Task input
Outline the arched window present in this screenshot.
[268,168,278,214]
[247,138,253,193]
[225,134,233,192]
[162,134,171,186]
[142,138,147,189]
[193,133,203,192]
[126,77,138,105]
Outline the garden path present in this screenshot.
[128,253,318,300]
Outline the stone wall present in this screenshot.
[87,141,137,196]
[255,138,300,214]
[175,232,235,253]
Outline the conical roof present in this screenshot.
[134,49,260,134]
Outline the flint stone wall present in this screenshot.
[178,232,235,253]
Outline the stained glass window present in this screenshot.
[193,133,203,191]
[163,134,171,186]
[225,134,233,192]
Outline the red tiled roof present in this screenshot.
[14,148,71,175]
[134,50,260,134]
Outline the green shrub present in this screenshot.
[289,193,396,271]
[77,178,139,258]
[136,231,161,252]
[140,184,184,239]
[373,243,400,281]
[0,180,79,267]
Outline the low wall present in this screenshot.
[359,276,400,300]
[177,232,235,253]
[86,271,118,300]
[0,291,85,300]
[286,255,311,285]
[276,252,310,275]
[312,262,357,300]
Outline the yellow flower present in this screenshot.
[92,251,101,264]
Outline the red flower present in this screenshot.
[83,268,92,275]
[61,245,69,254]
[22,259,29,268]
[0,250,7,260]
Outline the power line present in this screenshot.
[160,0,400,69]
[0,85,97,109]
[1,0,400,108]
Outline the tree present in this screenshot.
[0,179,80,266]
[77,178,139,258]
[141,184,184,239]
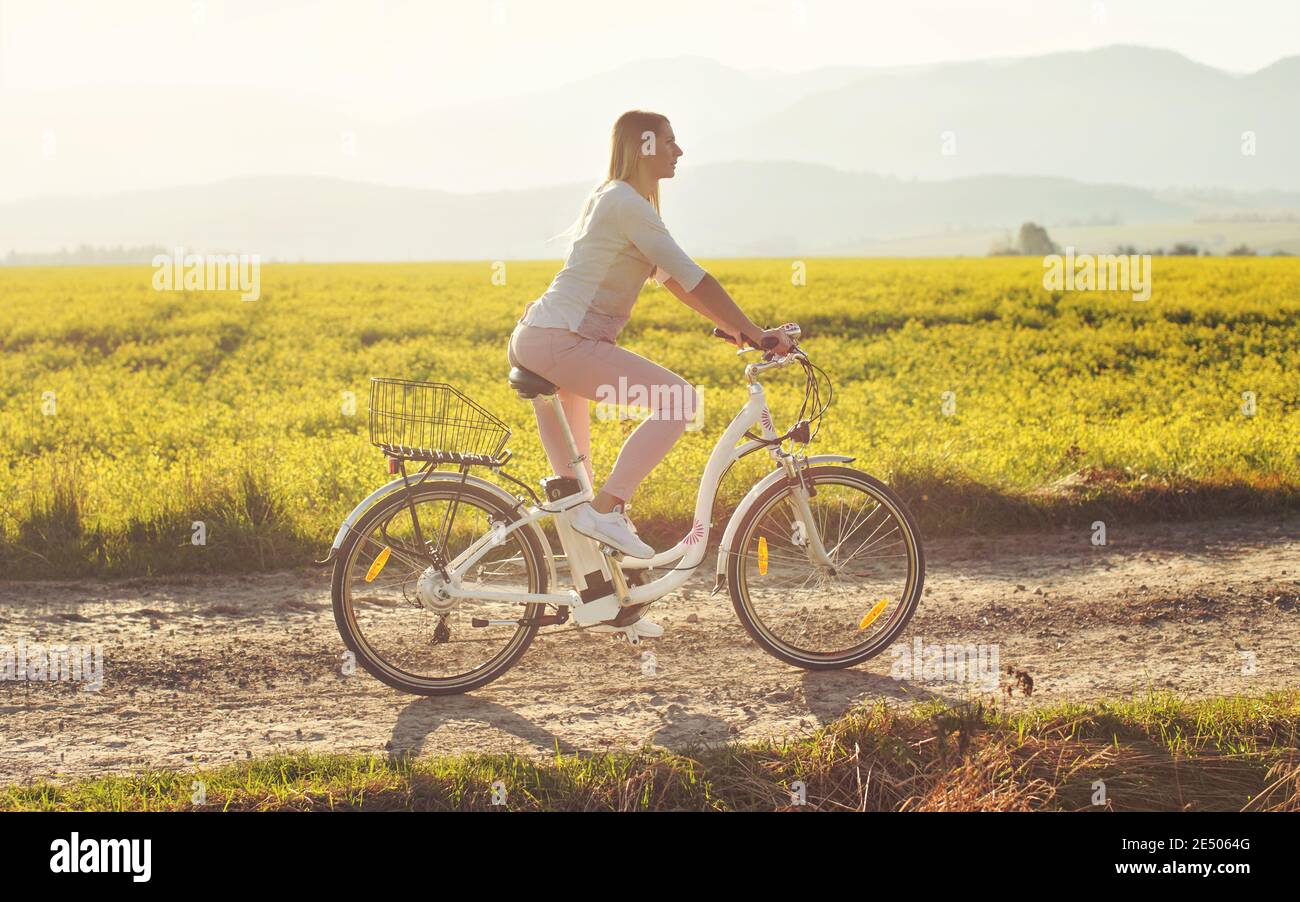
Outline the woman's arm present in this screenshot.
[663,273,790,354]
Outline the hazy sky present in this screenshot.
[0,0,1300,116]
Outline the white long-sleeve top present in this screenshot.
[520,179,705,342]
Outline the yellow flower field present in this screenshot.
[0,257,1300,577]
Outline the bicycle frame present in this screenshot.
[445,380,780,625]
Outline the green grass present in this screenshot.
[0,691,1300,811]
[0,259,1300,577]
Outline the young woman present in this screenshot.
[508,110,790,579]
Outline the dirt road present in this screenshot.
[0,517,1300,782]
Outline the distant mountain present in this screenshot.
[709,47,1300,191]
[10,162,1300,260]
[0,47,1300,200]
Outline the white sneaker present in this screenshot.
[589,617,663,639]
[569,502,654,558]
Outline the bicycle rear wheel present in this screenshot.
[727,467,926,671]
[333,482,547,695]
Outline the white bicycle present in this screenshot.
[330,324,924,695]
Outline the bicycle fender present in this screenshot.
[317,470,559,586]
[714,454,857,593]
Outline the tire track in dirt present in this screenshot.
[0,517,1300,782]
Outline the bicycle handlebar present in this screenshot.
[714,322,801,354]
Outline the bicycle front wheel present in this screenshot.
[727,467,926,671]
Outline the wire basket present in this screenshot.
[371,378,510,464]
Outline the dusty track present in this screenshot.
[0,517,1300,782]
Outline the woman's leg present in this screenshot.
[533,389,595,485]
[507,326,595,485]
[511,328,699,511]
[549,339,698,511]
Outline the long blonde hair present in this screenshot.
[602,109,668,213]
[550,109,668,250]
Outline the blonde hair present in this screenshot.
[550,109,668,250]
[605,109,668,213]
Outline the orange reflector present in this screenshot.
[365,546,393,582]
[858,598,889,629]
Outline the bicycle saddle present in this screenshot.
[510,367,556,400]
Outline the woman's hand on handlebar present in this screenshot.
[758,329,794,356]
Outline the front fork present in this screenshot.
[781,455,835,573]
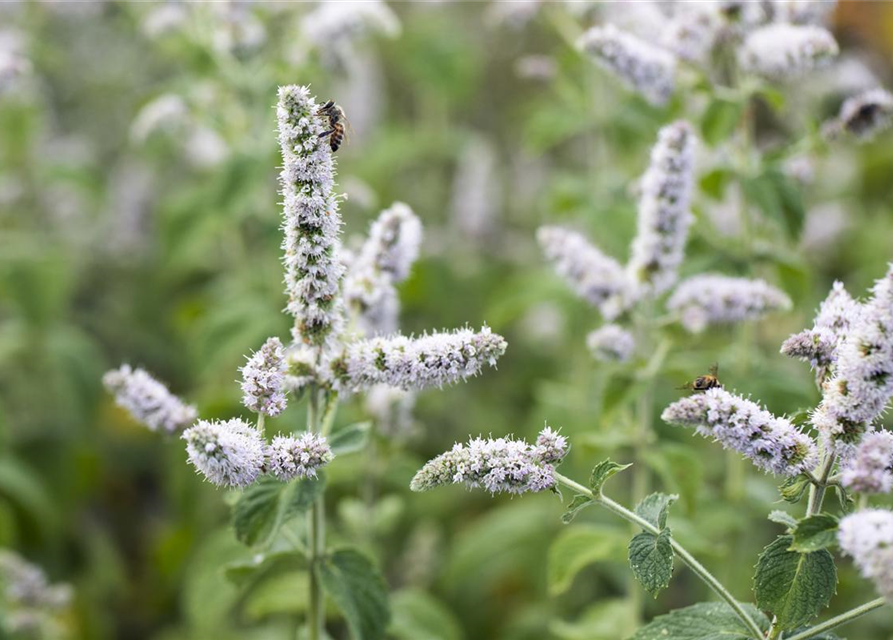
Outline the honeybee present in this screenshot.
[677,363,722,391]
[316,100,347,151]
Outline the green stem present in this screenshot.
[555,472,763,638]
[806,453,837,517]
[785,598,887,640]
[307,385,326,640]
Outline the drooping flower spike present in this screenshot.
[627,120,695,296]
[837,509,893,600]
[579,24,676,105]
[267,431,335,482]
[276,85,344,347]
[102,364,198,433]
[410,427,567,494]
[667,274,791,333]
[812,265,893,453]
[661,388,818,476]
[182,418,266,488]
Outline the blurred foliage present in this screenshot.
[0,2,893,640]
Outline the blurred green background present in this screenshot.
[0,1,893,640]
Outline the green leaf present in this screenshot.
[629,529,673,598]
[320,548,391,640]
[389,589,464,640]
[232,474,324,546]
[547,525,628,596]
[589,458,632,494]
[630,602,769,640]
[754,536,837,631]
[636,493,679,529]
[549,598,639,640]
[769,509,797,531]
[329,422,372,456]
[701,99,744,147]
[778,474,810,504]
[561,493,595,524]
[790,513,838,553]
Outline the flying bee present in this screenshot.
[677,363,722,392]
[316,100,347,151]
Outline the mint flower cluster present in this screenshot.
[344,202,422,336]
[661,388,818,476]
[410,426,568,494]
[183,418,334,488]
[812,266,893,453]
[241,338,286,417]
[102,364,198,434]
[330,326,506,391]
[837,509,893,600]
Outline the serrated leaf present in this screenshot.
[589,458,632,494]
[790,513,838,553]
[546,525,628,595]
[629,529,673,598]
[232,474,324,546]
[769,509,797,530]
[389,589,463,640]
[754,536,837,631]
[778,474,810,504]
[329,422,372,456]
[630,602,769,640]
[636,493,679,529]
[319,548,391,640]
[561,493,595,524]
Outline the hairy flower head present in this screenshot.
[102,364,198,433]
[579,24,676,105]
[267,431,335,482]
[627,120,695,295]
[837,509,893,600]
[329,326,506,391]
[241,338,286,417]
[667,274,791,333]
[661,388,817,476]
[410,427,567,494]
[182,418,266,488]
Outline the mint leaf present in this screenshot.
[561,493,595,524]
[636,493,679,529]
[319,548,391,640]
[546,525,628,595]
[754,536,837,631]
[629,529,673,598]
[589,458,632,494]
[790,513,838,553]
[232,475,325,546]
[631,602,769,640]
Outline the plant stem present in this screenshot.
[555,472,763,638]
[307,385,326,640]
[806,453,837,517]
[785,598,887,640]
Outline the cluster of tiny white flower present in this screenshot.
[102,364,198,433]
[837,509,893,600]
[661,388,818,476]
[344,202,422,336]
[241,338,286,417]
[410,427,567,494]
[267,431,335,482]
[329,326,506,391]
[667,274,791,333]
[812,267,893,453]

Goal
Rewrite the listing from its first line through the line holding "[508,110,790,579]", inclusive, shifting every bounding-box coordinate up by 14 and leaving all other lines unchanged. Omit the picture markers.

Complete answer
Outline the arched window present in this screenshot.
[282,182,292,228]
[261,152,267,207]
[239,148,247,206]
[176,148,185,200]
[156,152,161,203]
[207,147,217,206]
[140,91,152,119]
Outline the garden path present in this screenshot.
[142,267,332,314]
Outline the stone wall present in this screenshot.
[101,155,151,210]
[269,152,314,228]
[189,246,249,267]
Outline the conical roof present in this screenshot.
[148,63,274,148]
Outline the flint stone wall present in this screenshot.
[192,246,249,267]
Outline the stained glass window present in this screenshot.
[207,147,217,205]
[177,148,185,200]
[239,148,247,206]
Outline the red tiled roof present in this screenshot.
[28,162,85,189]
[148,64,274,148]
Outline the green shrub present in this screenshot.
[303,207,410,285]
[91,192,153,272]
[150,245,175,266]
[154,198,198,253]
[387,257,414,295]
[14,194,93,281]
Outline the low wall present in this screenshot.
[373,290,414,314]
[191,246,249,267]
[100,285,132,314]
[14,305,99,314]
[300,269,325,299]
[290,266,324,289]
[326,276,371,314]
Outline the yellow flower present in this screenshot.
[106,265,115,278]
Outline the red flower present in this screenshot.
[97,282,106,289]
[75,259,83,268]
[36,273,43,282]
[14,264,21,274]
Outline the power line present in this screenshot.
[174,14,414,83]
[14,99,111,123]
[15,14,414,122]
Outline the tree present in this screenshot.
[14,193,94,280]
[91,192,153,272]
[155,198,198,253]
Outline the woman's arm present in this screenshot.
[677,287,804,368]
Outline the hazy sky present in this screenshot.
[14,14,1314,130]
Outline the white long-sleeve top present in this screenshot.
[534,193,719,356]
Outline the yellow flower field present in this screenshot.
[14,271,1314,591]
Outline the bicycle frame present in this screenshot.
[459,394,794,639]
Outline the green grass present in this screenshot.
[14,705,1314,825]
[14,273,1314,591]
Outline the young woman present in this screenshot.
[522,124,804,593]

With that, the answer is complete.